++++ Исходный отрывок ++++
И нет ничего, что в большей мере привлекало б меня, чем рассказы о смерти
такого-то или такого-то; что они говорили при этом, каковы были их лица, как
они держали себя; это же относится и к историческим сочинениям, в которых я
особенно внимательно изучая места, где говорится о том же. Это видно хотя бы
уже из обилия приводимых мною примеров и из того необычайного пристрастия,
какое я питаю к подобным вещам. Если бы я был сочинителем книг, я составил
бы сборник с описанием различных смертей, снабдив его комментариями. Кто
учит людей умирать, тот учит их жить.
Дикеарх [31] составил подобную книгу, дав ей соответствующее название,
но он руководствовался иною, и притом менее полезной целью.
++++ Сохранённые данные ++++
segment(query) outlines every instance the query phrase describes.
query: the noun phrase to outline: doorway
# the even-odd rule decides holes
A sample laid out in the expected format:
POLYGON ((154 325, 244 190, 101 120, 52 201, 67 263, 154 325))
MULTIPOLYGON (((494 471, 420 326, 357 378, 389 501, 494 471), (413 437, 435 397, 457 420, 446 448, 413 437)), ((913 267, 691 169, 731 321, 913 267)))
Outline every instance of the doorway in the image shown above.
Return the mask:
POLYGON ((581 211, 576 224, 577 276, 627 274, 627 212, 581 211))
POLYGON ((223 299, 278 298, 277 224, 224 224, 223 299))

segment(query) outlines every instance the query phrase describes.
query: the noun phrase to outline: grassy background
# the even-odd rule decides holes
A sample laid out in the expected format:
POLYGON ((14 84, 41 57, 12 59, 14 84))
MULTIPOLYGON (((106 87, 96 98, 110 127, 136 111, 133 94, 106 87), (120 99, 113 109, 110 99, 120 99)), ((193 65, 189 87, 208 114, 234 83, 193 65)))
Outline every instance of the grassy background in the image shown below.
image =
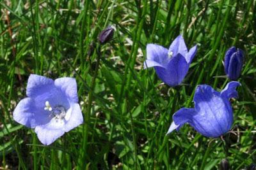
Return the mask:
POLYGON ((0 169, 216 169, 227 158, 241 169, 256 162, 255 3, 1 1, 0 169), (114 39, 101 48, 98 67, 97 36, 108 25, 114 39), (147 43, 168 47, 180 34, 198 52, 184 85, 173 89, 143 62, 147 43), (193 107, 196 85, 220 90, 229 81, 220 76, 232 45, 246 54, 239 98, 231 101, 237 135, 225 136, 224 145, 186 125, 166 136, 173 113, 193 107), (77 82, 85 124, 49 146, 12 118, 31 73, 77 82))

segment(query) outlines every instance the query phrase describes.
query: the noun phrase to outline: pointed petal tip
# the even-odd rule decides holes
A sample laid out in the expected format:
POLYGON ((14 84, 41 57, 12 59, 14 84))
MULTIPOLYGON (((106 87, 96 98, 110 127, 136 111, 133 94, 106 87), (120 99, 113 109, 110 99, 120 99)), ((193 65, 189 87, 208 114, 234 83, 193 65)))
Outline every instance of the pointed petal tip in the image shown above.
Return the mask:
POLYGON ((174 122, 172 122, 166 135, 168 135, 169 134, 170 134, 172 131, 173 131, 178 127, 179 127, 179 125, 177 125, 175 124, 175 123, 174 123, 174 122))

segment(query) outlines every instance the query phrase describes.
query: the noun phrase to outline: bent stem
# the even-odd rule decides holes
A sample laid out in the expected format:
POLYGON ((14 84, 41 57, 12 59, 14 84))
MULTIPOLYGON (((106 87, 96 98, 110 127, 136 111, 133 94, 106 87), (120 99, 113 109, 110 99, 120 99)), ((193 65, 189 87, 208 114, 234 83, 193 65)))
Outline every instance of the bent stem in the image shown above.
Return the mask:
POLYGON ((100 60, 100 46, 99 46, 97 48, 97 62, 95 71, 93 74, 93 76, 92 80, 91 85, 90 85, 90 90, 88 93, 88 103, 86 108, 86 111, 85 113, 85 118, 84 118, 84 124, 83 126, 83 145, 82 149, 81 150, 80 153, 80 159, 78 161, 78 166, 80 168, 77 169, 84 169, 84 166, 86 166, 85 162, 85 155, 87 153, 87 144, 88 144, 88 136, 89 133, 89 126, 90 126, 90 121, 91 118, 91 108, 92 108, 92 103, 93 100, 93 92, 94 90, 94 87, 95 85, 95 80, 97 74, 98 73, 99 66, 100 60))

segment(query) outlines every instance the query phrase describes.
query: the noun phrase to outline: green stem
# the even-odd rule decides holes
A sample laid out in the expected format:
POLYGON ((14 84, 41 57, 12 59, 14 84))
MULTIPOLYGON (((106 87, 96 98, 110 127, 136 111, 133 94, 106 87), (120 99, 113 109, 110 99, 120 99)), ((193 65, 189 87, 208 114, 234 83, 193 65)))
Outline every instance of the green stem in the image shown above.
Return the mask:
POLYGON ((97 62, 95 67, 95 71, 94 73, 93 76, 92 80, 91 85, 90 85, 90 90, 88 94, 88 103, 86 108, 86 112, 85 113, 85 118, 84 118, 84 134, 83 138, 83 145, 82 149, 81 150, 81 157, 78 161, 78 166, 80 168, 77 169, 84 169, 84 160, 85 160, 85 155, 87 153, 87 145, 88 145, 88 136, 89 134, 89 129, 90 129, 90 122, 91 118, 91 109, 92 109, 92 103, 93 101, 93 92, 94 90, 94 87, 95 86, 95 80, 96 77, 98 73, 99 66, 100 61, 100 46, 97 48, 97 62))

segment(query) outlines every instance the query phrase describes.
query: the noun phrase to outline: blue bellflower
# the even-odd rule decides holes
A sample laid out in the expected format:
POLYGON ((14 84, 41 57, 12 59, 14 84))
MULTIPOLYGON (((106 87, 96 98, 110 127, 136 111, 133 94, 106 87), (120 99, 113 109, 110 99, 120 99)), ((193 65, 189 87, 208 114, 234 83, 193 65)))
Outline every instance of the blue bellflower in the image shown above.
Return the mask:
POLYGON ((188 52, 181 35, 174 39, 169 49, 148 44, 144 68, 154 67, 158 77, 170 87, 181 83, 196 53, 196 46, 188 52))
POLYGON ((49 145, 83 122, 77 84, 72 78, 52 80, 31 74, 26 94, 13 111, 13 118, 35 128, 39 140, 49 145))
POLYGON ((242 50, 232 46, 229 48, 225 55, 225 72, 232 80, 236 80, 240 76, 242 70, 244 52, 242 50))
POLYGON ((233 124, 233 111, 229 99, 237 97, 237 81, 228 83, 221 92, 207 85, 198 85, 194 96, 195 108, 181 108, 173 115, 173 122, 167 134, 188 123, 196 131, 209 138, 228 132, 233 124))

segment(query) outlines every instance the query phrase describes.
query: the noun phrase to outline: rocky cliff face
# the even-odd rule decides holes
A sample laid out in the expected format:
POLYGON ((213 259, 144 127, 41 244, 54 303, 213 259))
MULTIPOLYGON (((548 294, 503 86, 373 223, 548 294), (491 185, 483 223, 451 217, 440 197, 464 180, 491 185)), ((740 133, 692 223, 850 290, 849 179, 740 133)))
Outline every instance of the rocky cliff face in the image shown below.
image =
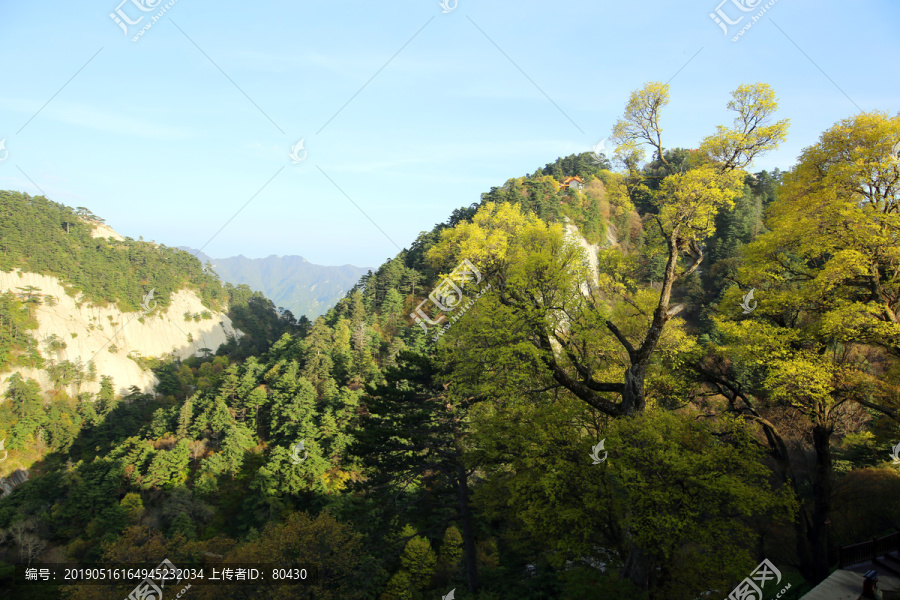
++++
* [Задания]:
- A) Ответьте на вопросы по отрывку о смерти:
(i) Что автор составил бы, если бы был сочинителем книг?
(ii) Кто, согласно отрывку, учит людей жить?
(iii) Кто составил подобную книгу?
- B) Определите, согласуются ли утверждения с отрывком о смерти. На каждое ответьте «да» или «нет» и точно процитируйте слова отрывка, которые это решают.
(i) Автор сам составил сборник с описанием смертей.
(ii) В рассказах о смерти автора занимает и то, какими были лица умирающих.
(iii) Цель Дикеарха автор считает более полезной.
- C) Продолжите отрывок о смерти после его последнего предложения.
Строки представляют собой отдельный материал и к отрывку о смерти не относятся.

* [Ответы]:
- A)
(i) Сборник с описанием различных смертей, снабдив его комментариями.
(ii) Тот, кто учит людей умирать.
(iii) Дикеарх.

- B)
(i) Нет: «Если бы я был сочинителем книг, я составил бы сборник с описанием различных смертей».
(ii) Да: «каковы были их лица».
(iii) Нет: «он руководствовался иною, и притом менее полезной целью».

- C)
Мне скажут, пожалуй, что действительность много ужаснее наших
представлений о ней и что нет настолько искусного фехтовальщика, который не
смутился бы духом, когда дело дойдет до этого. Пусть себе говорят, а все
таки размышлять о смерти наперед - это, без сомнения, вещь полезная. И
потом, разве это безделица - идти до последней черты без страха и трепета? И
больше того: сама природа спешит нам на помощь и ободряет нас. Если смерть -
быстрая и насильственная, у нас нет времени исполниться страхом пред нею;
если же она не такова, то, насколько я мог заметить, втягиваясь понемногу в
болезнь, я вместе с тем начинаю естественно проникаться известным
пренебрежением к жизни. Я нахожу, что обрести решимость умереть, когда я
здоров, гораздо труднее, чем тогда, когда меня треплет лихорадка. Поскольку
радости жизни не влекут меня больше с такою силою, как прежде, ибо я
перестаю пользоваться ими и получать от них удовольствие, - я смотрю и на
смерть менее испуганными глазами. Это вселяет в меня надежду, что чем дальше
отойду я от жизни и чем ближе подойду к смерти, тем легче мне будет
свыкнуться с мыслью, что одна неизбежно сменит другую. Убедившись на многих
примерах в справедливости замечания Цезаря, утверждавшего, что издалека вещи
кажутся нам нередко значительно большими, чем вблизи, я подобным образом
обнаружил, что, будучи совершенно здоровым, я гораздо больше боялся
болезней, чем тогда, когда они давали знать о себе: бодрость, радость жизни
и ощущение собственного здоровья заставляют меня представлять себе
противоположное состояние настолько отличным от того, в котором я пребываю,
что я намного преувеличиваю в своем воображении неприятности, доставляемые
болезнями, и считаю их более тягостными, чем оказывается в действительности,
когда они настигают меня. Надеюсь, что и со смертью дело будет обстоять не
иначе.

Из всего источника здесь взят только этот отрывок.